--- Begin MATERIAL PROVIDED ---

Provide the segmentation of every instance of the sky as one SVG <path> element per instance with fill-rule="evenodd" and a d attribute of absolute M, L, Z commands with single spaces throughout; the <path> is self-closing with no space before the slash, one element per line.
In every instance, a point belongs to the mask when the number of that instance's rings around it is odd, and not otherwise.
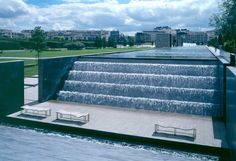
<path fill-rule="evenodd" d="M 0 0 L 0 28 L 21 31 L 119 30 L 156 26 L 206 31 L 220 0 Z"/>

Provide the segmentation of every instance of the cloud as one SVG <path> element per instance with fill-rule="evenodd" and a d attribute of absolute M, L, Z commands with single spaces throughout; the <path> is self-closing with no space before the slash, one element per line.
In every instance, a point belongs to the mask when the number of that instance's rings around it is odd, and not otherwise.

--- End MATERIAL PROVIDED ---

### DIRECTIONS FOR THIS TASK
Put the lines above into a numbered list, skipping any blank lines and leaving out the pictures.

### THE OUTPUT
1. Provide the segmentation of every instance of the sky as one SVG <path> element per instance with fill-rule="evenodd" and a d attribute of absolute M, L, Z commands with single spaces throughout; the <path> is self-closing with no space before the slash, one element per line.
2. In every instance, a point belongs to the mask when the number of that instance's rings around it is odd, and not otherwise.
3. <path fill-rule="evenodd" d="M 0 0 L 0 28 L 21 31 L 119 30 L 156 26 L 206 31 L 220 0 Z"/>
4. Provide the segmentation of every instance of the cloud as one SVG <path> element per instance with fill-rule="evenodd" and a d attribute of absolute M, L, Z commands with single spaces throughout; the <path> is self-closing with no space before the slash, one element per line.
5. In every instance, a point belongs to the mask when the number of that instance's rings around it is odd, and not otherwise.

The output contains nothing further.